Count the lines of the items below that contain the string "picture", with case taken into account, and give only the resulting number.

> [RAW DATA]:
↓↓↓
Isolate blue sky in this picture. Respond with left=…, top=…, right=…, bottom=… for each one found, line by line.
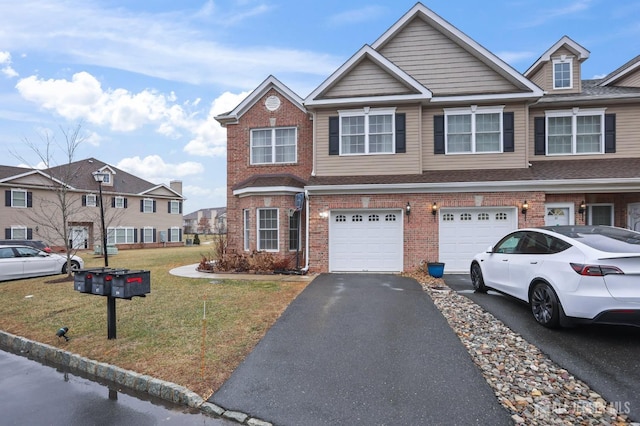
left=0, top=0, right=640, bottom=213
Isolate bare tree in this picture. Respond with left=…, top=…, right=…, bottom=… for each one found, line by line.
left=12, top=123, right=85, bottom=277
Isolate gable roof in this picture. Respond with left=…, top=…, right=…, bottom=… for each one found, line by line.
↑↑↑
↓↓↓
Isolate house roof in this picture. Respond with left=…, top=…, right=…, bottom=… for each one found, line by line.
↑↑↑
↓↓↓
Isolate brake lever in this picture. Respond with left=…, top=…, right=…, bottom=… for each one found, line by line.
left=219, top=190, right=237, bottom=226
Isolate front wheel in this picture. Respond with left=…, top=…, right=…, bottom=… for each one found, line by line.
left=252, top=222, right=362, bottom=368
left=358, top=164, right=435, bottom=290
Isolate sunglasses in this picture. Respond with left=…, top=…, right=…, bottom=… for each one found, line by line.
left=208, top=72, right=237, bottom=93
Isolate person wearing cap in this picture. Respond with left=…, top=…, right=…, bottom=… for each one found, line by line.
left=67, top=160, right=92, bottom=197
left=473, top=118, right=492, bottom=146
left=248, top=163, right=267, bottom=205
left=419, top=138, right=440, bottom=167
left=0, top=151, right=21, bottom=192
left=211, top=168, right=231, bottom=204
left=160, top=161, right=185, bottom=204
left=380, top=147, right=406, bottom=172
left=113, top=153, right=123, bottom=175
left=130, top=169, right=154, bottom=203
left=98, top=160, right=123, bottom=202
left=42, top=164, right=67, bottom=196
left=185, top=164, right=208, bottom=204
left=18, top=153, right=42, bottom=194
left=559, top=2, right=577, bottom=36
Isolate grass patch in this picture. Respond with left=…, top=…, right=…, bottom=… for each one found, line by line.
↑↑↑
> [TASK ANSWER]:
9